▶ _Selected extract_:
Backgrid Seeks $1.2 Million in Damages From Lisa Rinna for Posting Paparazzi Photos.

Backgrid filed its lawsuit in June 2021 in the US District Court for the Central District of California. The lawsuit came after Rinna posted “at least eight” photographs of herself and her daughters Delilah and Amelia Hamlin on her personal Instagram page.

Rinna thought nothing of it. After all, she is not the only celebrity to post paparazzi images on social media.

Backgrid, however, feels differently and wants damages from Rinna for what it calls “willfully infringing Backgrid’s copyrights.” Backgrid alleges that it has suffered substantial economic damages because of Rinna’s unauthorized use of the photographs.

Between Rinna and her daughters, they have close to 5 million social media followers. Backgrid claims that Rinna’s posting the paparazzi image confers monetary benefits on her that should belong to the photographer or photo agency.

▶ _Exercises to complete_:
1) According to the article on the Backgrid lawsuit, in which court did Backgrid file its suit against Rinna?
2) Reproduce verbatim the portion of the article on the Backgrid lawsuit from "Backgrid filed its" up to and including "or photo agency.".

Entries from a dataset
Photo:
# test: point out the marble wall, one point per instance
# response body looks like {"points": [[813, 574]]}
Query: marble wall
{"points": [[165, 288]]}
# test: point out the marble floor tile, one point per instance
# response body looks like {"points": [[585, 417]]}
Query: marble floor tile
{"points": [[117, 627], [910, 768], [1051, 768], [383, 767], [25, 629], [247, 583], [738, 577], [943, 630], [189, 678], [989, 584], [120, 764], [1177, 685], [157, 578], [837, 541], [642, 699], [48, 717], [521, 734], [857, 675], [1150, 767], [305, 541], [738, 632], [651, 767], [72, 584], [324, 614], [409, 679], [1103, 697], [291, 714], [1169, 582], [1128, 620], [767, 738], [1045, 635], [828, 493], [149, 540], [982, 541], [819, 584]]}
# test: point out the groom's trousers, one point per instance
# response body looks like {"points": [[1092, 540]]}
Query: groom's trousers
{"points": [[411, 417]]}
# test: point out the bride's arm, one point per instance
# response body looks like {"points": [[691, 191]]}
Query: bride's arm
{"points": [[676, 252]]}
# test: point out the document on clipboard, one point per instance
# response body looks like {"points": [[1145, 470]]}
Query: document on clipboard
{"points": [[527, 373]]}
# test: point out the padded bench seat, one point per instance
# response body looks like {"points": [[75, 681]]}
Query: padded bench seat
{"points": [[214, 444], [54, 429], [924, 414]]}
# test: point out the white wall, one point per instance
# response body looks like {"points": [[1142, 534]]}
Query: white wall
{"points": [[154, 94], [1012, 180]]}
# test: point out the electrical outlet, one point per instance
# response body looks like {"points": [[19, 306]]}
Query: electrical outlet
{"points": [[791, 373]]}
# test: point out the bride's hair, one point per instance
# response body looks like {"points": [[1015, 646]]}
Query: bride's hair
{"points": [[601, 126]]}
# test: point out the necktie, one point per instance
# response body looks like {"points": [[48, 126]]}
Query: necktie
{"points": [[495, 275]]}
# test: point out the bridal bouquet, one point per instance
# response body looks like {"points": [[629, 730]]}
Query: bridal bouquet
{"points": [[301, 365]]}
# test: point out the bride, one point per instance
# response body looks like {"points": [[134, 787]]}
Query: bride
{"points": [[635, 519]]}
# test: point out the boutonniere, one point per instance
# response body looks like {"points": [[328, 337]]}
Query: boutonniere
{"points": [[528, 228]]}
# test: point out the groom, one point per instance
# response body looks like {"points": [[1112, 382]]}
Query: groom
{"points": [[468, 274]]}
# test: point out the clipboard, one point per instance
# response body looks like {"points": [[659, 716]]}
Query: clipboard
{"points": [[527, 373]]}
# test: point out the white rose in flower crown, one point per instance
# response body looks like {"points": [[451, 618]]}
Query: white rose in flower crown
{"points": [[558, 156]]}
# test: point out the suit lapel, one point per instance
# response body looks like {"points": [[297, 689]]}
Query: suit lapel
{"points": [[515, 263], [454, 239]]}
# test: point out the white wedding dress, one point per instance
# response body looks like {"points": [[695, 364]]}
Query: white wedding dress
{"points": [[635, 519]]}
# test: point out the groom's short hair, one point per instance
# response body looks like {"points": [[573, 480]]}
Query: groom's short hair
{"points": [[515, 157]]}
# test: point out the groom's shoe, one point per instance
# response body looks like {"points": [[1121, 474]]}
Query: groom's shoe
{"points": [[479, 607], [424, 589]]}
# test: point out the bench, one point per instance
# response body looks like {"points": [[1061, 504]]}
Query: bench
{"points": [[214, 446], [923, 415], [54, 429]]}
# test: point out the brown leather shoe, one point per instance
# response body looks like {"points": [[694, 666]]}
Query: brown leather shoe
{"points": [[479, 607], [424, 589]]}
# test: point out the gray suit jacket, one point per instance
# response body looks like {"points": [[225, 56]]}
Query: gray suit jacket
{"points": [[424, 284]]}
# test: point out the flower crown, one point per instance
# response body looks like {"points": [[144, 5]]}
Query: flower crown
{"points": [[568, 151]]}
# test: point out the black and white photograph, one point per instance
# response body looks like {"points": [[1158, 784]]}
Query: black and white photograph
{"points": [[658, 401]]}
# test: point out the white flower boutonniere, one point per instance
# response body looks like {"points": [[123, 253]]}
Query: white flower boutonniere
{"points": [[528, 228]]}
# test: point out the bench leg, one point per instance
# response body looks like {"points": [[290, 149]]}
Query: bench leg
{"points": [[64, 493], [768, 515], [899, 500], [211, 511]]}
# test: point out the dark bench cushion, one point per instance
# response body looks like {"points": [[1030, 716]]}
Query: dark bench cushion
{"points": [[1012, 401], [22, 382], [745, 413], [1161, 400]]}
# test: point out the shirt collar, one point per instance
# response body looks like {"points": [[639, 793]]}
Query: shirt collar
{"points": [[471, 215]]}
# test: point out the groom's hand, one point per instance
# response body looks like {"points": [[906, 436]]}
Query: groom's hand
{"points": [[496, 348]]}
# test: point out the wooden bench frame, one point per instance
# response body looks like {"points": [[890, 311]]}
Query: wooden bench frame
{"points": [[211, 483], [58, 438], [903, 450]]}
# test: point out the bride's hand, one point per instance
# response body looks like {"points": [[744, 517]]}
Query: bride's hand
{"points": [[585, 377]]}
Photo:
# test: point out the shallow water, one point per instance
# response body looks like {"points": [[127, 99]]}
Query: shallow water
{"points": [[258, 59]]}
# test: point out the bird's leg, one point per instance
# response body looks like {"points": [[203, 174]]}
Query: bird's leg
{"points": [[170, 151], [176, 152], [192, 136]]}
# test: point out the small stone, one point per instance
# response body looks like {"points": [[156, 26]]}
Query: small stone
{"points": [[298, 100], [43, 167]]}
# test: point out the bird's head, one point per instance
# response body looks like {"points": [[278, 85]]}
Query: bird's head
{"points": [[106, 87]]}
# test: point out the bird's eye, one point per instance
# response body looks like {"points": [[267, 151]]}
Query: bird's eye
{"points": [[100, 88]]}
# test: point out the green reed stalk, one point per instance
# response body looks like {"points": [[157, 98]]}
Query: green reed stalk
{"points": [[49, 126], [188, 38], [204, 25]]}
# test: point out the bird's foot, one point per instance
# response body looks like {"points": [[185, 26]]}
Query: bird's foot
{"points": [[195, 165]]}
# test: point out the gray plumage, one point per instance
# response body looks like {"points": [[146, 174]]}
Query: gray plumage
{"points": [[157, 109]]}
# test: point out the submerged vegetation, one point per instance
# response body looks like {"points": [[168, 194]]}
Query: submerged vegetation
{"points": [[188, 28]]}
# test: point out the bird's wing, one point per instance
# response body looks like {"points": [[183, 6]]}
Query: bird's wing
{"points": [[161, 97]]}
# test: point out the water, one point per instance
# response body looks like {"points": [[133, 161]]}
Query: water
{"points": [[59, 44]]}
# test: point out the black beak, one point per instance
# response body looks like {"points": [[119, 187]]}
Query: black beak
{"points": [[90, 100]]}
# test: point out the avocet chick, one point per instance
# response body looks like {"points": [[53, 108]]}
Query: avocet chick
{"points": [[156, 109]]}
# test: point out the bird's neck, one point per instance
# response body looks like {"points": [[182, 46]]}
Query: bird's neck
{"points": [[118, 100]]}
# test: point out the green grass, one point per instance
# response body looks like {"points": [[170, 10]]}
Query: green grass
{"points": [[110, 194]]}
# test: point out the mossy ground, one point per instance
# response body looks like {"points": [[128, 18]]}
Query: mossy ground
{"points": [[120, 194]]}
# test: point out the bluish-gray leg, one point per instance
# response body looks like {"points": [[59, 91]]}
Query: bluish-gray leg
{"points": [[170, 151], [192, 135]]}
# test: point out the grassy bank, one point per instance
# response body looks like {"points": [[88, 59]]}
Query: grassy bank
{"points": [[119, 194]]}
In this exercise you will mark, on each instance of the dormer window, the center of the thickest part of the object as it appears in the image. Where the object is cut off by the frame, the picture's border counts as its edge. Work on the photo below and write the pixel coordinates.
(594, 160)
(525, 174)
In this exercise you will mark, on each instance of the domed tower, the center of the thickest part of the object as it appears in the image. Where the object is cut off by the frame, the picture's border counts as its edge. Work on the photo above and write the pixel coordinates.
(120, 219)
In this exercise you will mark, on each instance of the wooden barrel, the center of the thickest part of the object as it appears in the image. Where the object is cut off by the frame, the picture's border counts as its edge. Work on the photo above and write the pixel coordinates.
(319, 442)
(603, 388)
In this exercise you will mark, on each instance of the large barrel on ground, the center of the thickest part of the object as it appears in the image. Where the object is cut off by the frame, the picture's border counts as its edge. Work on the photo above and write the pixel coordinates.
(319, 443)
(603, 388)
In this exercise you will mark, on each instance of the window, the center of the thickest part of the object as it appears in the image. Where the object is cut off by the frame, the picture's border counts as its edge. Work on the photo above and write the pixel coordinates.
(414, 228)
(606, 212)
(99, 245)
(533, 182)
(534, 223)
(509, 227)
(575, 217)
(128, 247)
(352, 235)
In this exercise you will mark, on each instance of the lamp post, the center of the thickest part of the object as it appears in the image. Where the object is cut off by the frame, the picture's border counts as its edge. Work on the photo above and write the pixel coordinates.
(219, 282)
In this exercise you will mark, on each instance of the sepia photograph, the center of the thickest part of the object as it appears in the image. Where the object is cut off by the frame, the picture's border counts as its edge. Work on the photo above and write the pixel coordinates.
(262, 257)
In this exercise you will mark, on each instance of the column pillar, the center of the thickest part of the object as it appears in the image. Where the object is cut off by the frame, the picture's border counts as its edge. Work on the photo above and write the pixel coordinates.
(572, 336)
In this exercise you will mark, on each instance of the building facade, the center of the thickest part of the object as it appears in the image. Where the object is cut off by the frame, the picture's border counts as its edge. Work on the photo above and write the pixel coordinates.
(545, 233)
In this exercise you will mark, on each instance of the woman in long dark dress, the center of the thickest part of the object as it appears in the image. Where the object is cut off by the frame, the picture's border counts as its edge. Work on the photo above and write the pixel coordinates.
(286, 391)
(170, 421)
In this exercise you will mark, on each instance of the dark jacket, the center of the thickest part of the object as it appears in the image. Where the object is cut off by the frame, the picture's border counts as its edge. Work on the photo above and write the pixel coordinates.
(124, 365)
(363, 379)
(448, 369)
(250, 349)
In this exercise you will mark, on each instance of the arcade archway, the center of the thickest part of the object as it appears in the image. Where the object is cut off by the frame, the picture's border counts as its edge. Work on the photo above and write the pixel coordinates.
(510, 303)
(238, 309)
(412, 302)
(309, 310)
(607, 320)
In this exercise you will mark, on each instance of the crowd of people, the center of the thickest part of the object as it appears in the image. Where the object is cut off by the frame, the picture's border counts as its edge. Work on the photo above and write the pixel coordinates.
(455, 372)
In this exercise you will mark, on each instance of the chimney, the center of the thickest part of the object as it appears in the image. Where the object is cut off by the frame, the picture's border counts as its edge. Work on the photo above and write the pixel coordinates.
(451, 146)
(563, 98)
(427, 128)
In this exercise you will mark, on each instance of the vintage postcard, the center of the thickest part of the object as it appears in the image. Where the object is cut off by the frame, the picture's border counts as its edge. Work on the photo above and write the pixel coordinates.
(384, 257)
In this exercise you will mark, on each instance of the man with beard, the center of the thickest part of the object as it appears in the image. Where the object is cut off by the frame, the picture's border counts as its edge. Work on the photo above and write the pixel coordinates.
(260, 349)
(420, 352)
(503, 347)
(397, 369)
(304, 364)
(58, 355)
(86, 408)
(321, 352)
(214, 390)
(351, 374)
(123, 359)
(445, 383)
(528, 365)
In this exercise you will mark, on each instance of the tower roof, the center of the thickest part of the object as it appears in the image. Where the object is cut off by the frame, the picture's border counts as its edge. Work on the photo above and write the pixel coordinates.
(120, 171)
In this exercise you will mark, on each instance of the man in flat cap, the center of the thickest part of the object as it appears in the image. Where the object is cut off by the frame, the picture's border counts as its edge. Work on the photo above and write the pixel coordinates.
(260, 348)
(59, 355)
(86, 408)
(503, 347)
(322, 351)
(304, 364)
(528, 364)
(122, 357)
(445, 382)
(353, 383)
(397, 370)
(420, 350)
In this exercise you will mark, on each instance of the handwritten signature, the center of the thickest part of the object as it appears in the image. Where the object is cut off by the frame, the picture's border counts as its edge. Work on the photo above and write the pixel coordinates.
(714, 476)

▶ _Problem solutions_:
1) The US District Court for the Central District of California.

2)
Backgrid filed its lawsuit in June 2021 in the US District Court for the Central District of California. The lawsuit came after Rinna posted “at least eight” photographs of herself and her daughters Delilah and Amelia Hamlin on her personal Instagram page.

Rinna thought nothing of it. After all, she is not the only celebrity to post paparazzi images on social media.

Backgrid, however, feels differently and wants damages from Rinna for what it calls “willfully infringing Backgrid’s copyrights.” Backgrid alleges that it has suffered substantial economic damages because of Rinna’s unauthorized use of the photographs.

Between Rinna and her daughters, they have close to 5 million social media followers. Backgrid claims that Rinna’s posting the paparazzi image confers monetary benefits on her that should belong to the photographer or photo agency.